Help a choking baby
Know what to do if your baby can’t breathe.
A coughing and gasping baby needs immediate attention.
Choking is the coughing spasm and sputtering that happen when liquids or solids get into the windpipe. A newborn’s cough reflex should clear the windpipe of liquid within 10 to 30 seconds.
Choking in newborns is particularly common in the first day after birth, especially if the baby has swallowed any blood or meconium.
It is also common when the milk flow is very strong, especially around 3-4 days of age. Most babies cope with these episodes quite well, and either swallow the regurgitated contents or cough them out.
- Nothing should enter your newborn’s mouth besides your breast, a bottle and his own fingers (or a dummy and chewable toy if necessary).
- Do a regular scan of the area within baby’s reach and remove small objects.

Aim of the task - Carry on the text about helping a choking baby, beginning after its last sentence. The material after this point is unrelated to the text on helping a choking baby.

Given records -
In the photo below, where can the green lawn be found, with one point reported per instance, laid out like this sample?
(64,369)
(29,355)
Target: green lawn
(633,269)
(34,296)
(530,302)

Result -
- Babies cannot tell us if they are choking, so be alert for the signs. A baby turning blue or dusky or visibly struggling to breathe.
- If you see tears and arm and leg movements, but you hear no crying, also suspect choking.
What to do
- Don’t panic, and don’t do the Heimlich manoeuvre or hit him on the back.
- Turn the baby onto his front and tilt his head and body downwards gently.
- Look in his mouth and gently try to hook out anything that is visible in his mouth.
- If this doesn’t work, get him to medical help as soon as possible.